*Text segment*.

-- start --

From: Howard Hinnant (howard.hinnant_at_[hidden])
Date: 2010-03-15 17:24:49


On Mar 15, 2010, at 4:59 PM, Daniel James wrote:

> On 15 March 2010 20:44, Howard Hinnant <howard.hinnant_at_[hidden]> wrote:
>> On Mar 15, 2010, at 4:33 PM, Daniel James wrote:
>>>
>>>> where node_ptr is a nested typedef in the container to unique_ptr<__node, __node_deleter<__node_allocator>>. With this tool one can remove a node from a container, change its value, and insert it back into the container (or another which has an equal allocator). E.g.:
>>>
>>> You probably know better than me, but I don't think you can use
>>> unique_ptr like that with the new allocator requirements.
>>
>> Just for clarity's sake, the unique_ptr should hold a reference to the container's deleter, not a copy. So users of the node_ptr would need to watch out for lifetime issues (the node_ptr should not outlive the container which produced it). I consider that a small price to pay for the functionality/performance gained. But it /is/ inventive.
>
> Sorry, I should have been clearer, I was worried about the node
> pointer. I don't think you can use a '__node*' with the new allocator
> requirements. You can obviously get a pointer by from a reference, but
> there doesn't seem to be a way to get 'allocator_type::pointer' back
> later, since there's no longer a requirement for 'allocator::address'.

Ah! Excellent point. If I'm missing your point just let me know. But the way to handle this is to have your custom deleter make its node_pointer type the same as the node_allocator's node_pointer type. unique_ptr will then use it for the storage.

template <class _Alloc>
class __hash_node_destructor
{
    typedef _Alloc allocator_type;
    typedef allocator_traits<allocator_type> __alloc_traits;
public:
    typedef typename __alloc_traits::pointer pointer; // unique_ptr<T, __hash_node_destructor<A>> uses this for its pointer type
    ...
};

The container will want to rebind its user-supplied allocator into a node allocator and then instantiate its node_destructor with that. Now when the node_destructor calls __alloc_traits::deallocate, it is passing the same pointer type that the allocator expects.

It helps if you already have allocator_traits implemented for all of this.

-- end --

*Data shown*.
-- start --

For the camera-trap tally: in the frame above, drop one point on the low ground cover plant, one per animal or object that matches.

-- end --

*Exercise*. Repeat the message on node pointers and allocators word for word, from "The container will" to "the allocator expects.". You won't need the listing for this.

*Response*.
The container will want to rebind its user-supplied allocator into a node allocator and then instantiate its node_destructor with that. Now when the node_destructor calls __alloc_traits::deallocate, it is passing the same pointer type that the allocator expects.